- What you should do: In the response, each entry below should appear again exactly as given.

[Extracted data entries]
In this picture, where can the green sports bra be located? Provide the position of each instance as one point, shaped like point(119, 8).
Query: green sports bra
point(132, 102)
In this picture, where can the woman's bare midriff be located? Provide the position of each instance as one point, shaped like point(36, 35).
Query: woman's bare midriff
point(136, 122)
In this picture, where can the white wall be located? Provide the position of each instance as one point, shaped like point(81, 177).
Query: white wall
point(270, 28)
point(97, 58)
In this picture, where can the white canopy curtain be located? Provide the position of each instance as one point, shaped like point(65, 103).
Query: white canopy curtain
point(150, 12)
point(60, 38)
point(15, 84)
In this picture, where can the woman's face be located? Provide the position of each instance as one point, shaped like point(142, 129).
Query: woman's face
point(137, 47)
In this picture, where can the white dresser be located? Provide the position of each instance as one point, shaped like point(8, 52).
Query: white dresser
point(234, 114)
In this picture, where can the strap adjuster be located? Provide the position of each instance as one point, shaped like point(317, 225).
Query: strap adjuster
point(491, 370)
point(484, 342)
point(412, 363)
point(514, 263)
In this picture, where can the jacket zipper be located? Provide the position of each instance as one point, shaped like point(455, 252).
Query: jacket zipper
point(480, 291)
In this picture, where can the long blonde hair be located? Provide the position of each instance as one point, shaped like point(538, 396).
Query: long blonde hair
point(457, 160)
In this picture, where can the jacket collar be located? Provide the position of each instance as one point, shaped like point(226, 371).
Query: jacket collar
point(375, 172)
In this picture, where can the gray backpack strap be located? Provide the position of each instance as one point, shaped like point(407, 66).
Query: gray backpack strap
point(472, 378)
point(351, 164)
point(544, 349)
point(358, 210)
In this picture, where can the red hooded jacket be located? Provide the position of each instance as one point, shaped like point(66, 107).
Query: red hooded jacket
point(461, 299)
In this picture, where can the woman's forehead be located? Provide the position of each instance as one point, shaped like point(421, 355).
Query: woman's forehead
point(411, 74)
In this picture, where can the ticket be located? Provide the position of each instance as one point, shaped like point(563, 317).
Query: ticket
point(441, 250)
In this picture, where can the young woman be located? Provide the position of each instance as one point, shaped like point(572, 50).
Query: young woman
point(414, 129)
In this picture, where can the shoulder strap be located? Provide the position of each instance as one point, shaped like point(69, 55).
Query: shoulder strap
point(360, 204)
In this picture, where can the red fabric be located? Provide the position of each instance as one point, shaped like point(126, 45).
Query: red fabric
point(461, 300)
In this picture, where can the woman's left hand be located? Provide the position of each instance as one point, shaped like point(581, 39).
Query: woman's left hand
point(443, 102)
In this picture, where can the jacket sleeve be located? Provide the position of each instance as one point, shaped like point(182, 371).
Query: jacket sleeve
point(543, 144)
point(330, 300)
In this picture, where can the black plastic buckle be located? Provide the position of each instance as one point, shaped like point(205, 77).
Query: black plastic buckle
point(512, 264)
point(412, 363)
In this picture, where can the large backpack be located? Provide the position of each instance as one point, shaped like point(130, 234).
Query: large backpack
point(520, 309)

- Exercise answer:
In this picture, where can the green sports bra be located? Provide the position of each instance as one point, shaped like point(119, 8).
Query: green sports bra
point(132, 102)
In this picture, where can the woman's bare midriff be located? Provide the position of each instance as one point, shaped like point(36, 35).
Query: woman's bare midriff
point(136, 122)
In this picture, where can the white wall be located? Provide the position of each instance as one point, shaped like point(81, 177).
Query: white wall
point(270, 28)
point(97, 58)
In this picture, where can the white canopy curtain be located? Provide the position of each instance as one point, shaped like point(65, 103).
Query: white canopy curtain
point(150, 12)
point(60, 38)
point(15, 84)
In this picture, where can the woman's face be located? Provide the position of each instance as one point, shaped like point(142, 129).
Query: woman's face
point(137, 47)
In this picture, where can the white dresser be located? Provide the position of each instance as one point, shaped like point(8, 52).
Query: white dresser
point(234, 114)
In this picture, where can the strap adjuster be located? Provide the position of each instance as one point, shaped like point(317, 225).
Query: strap adjuster
point(491, 370)
point(484, 342)
point(412, 363)
point(514, 263)
In this picture, where can the jacket zipper be located? Provide the position of each instance as one point, shaped like point(455, 252).
Query: jacket zipper
point(480, 291)
In this picture, where can the long blonde hair be located? Provide the position of each instance as one point, shaped like point(538, 396).
Query: long blonde hair
point(457, 160)
In this picture, where can the jacket collar be located? Provide the position of each instance as one point, shaped like point(226, 371).
Query: jacket collar
point(375, 172)
In this picture, where can the gray backpack strap be located? Provide the position of each instance as one point, shaped like point(407, 66).
Query: gray backpack strap
point(472, 378)
point(351, 164)
point(544, 349)
point(358, 210)
In this picture, where can the red hooded jacket be located? Provide the position of each instance as one point, shaped like point(66, 107).
Query: red hooded jacket
point(461, 299)
In this picture, where can the woman's forehead be located? Provide the position of each instance as one point, shaped like point(421, 355).
Query: woman's forehead
point(411, 74)
In this picture, where can the ticket be located? Provide the position of each instance as one point, shaped like point(563, 317).
Query: ticket
point(441, 250)
In this picture, where can the young woman be located? Provide the position of each instance as one point, shaped like point(572, 50).
Query: young woman
point(414, 129)
In this picture, where can the shoulder strap be located? Provide the position of each instance as one point, shaped like point(69, 55).
Query: shoulder strap
point(360, 204)
In this picture, where can the red fabric be located? Provide the position of each instance as one point, shaped like point(126, 45).
Query: red fabric
point(461, 300)
In this picture, where can the woman's left hand be located? Provide the position of each instance as one point, shaped like point(581, 39).
Query: woman's left hand
point(443, 102)
In this picture, where can the jacket sleeve be located? Provide the position of each instance as one point, shaped like point(182, 371).
Query: jacket sleeve
point(543, 144)
point(330, 300)
In this picture, where can the black plastic buckle be located? Provide the position of each instance as one point, shaped like point(205, 77).
Query: black plastic buckle
point(512, 264)
point(412, 363)
In this picture, where can the large backpack be located? Provide the position of each instance as one point, shaped like point(130, 234).
Query: large backpack
point(520, 309)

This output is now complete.